(Stored data)
'''
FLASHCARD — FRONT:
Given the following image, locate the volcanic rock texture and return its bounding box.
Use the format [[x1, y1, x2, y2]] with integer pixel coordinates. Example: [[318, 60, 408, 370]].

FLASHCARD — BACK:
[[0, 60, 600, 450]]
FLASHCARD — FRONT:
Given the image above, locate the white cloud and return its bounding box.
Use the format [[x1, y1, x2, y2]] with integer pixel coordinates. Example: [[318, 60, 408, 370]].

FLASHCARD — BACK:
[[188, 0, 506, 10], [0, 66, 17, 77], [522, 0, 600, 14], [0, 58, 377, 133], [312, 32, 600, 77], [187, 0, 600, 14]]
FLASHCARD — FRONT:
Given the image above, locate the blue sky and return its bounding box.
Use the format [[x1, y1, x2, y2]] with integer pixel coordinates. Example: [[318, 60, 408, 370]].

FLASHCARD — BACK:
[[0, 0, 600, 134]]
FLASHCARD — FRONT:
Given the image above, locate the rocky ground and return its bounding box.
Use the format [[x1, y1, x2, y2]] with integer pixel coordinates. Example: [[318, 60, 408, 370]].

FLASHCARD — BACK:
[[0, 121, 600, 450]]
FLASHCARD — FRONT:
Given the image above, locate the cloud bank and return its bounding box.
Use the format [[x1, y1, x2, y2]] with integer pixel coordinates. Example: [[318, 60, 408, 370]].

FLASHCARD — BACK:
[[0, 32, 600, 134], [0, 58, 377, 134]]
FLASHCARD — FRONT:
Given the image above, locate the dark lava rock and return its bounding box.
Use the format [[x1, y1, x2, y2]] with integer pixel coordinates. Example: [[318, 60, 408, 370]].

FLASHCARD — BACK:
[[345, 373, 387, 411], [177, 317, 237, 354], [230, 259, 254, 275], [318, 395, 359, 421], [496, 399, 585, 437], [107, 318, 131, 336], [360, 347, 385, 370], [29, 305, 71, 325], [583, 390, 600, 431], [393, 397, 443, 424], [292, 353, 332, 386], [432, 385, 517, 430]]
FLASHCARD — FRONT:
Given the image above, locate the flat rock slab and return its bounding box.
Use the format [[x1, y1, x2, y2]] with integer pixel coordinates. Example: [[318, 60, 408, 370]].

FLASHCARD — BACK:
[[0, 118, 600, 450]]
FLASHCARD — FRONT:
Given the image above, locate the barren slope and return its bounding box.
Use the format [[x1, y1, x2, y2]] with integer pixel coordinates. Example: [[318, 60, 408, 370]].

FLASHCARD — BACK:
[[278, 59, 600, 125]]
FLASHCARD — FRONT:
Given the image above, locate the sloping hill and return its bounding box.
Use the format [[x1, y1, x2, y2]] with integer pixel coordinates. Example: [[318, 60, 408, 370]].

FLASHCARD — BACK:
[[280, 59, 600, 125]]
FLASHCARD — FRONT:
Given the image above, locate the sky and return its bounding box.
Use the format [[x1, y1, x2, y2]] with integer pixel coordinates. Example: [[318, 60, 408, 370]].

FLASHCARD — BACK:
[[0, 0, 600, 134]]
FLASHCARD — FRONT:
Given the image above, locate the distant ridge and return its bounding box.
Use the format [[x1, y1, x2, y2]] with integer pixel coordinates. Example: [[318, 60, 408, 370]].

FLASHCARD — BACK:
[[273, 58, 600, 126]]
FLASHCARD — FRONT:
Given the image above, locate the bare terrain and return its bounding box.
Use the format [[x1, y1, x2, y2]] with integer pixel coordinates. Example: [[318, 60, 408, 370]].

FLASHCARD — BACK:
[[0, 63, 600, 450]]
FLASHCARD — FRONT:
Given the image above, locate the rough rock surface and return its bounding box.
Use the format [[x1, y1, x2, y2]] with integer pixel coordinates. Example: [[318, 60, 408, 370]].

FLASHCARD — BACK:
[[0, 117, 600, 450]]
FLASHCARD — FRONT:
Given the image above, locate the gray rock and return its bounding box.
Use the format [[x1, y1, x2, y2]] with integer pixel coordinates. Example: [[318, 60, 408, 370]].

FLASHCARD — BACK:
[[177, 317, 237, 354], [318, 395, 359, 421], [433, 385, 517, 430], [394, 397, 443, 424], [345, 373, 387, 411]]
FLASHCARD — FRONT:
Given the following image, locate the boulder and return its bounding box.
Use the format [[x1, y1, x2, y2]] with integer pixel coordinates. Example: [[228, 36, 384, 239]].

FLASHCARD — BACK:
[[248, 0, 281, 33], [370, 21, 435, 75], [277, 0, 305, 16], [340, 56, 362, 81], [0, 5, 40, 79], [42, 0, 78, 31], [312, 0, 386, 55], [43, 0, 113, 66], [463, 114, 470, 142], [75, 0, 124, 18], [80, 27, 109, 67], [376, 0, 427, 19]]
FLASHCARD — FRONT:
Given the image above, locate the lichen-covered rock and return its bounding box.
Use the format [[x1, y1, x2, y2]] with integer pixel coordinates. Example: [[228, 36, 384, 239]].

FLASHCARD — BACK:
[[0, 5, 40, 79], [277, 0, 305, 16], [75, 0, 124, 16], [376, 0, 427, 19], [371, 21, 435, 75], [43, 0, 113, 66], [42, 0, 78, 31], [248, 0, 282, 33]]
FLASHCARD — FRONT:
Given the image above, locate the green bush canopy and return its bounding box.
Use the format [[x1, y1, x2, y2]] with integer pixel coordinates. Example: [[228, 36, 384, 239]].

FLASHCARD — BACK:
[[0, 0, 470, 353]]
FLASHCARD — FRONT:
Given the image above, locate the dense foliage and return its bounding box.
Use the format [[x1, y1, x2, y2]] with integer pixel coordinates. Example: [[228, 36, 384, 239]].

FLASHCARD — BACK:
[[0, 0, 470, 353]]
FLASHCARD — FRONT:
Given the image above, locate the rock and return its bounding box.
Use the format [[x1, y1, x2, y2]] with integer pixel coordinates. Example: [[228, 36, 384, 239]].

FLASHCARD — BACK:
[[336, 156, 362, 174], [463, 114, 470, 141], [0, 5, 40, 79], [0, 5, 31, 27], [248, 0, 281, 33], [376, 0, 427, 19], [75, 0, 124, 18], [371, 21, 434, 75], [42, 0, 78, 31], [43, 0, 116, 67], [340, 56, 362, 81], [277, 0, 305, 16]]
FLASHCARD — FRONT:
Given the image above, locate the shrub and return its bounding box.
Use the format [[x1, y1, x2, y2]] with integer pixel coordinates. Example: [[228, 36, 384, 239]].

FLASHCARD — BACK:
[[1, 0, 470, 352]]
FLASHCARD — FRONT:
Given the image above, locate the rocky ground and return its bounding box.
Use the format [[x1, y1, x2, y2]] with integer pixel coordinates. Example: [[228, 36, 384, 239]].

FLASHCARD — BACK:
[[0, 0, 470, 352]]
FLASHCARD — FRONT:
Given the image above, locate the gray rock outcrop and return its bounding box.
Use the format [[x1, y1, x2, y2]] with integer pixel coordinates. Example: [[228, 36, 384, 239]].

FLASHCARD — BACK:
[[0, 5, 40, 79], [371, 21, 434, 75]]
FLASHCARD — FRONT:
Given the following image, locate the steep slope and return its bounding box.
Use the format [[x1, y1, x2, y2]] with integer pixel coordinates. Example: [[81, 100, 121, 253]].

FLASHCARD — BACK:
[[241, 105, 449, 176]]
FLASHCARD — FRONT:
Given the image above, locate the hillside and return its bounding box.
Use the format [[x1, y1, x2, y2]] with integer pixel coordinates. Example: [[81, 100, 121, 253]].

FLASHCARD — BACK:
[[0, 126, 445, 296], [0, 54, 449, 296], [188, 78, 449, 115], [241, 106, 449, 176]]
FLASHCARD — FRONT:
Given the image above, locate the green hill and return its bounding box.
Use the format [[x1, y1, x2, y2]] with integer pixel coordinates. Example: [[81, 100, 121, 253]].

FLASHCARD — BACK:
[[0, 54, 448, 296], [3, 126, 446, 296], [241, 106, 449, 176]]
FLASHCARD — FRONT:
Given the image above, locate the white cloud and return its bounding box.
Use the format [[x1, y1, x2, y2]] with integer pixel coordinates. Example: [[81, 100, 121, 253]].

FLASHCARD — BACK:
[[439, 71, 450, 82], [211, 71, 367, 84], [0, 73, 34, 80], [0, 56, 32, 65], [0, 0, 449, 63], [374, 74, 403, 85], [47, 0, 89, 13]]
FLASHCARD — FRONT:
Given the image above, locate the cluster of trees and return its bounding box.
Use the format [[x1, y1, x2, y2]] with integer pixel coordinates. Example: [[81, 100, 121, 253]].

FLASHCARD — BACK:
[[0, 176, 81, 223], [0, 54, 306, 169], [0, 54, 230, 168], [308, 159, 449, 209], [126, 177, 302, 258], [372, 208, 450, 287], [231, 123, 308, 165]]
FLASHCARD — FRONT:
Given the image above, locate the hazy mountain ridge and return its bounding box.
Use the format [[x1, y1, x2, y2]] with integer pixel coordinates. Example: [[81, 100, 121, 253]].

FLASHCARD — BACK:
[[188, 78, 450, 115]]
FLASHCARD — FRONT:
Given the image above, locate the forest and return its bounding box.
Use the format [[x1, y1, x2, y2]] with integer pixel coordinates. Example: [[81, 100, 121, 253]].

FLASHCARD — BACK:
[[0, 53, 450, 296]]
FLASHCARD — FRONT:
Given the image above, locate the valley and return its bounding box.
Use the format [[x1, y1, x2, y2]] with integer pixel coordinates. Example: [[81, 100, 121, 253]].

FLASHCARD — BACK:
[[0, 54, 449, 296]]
'''
- **CHALLENGE**: Render the listing from its first line through the line containing "0, 600, 14]]", inclusive, as a JSON array of strings, one string per line, leaving out blank lines.

- **SOLVED PROBLEM**:
[
  "FLASHCARD — FRONT:",
  "Given the following image, locate the volcanic rock texture and return its bounding box.",
  "Use the format [[x1, y1, x2, y2]] with integer pixel coordinates. Example: [[318, 60, 408, 370]].",
  "FLASHCARD — BACK:",
  "[[0, 60, 600, 450]]",
  "FLASHCARD — FRONT:",
  "Given the image above, locate the white cloud and return its bounding box.",
  "Use the format [[x1, y1, x2, y2]] with integer pixel coordinates. Example: [[318, 60, 408, 370]].",
  "FLASHCARD — BACK:",
  "[[188, 0, 506, 10], [0, 66, 17, 77], [522, 0, 600, 14], [0, 58, 377, 133], [312, 32, 600, 77], [187, 0, 600, 14]]"
]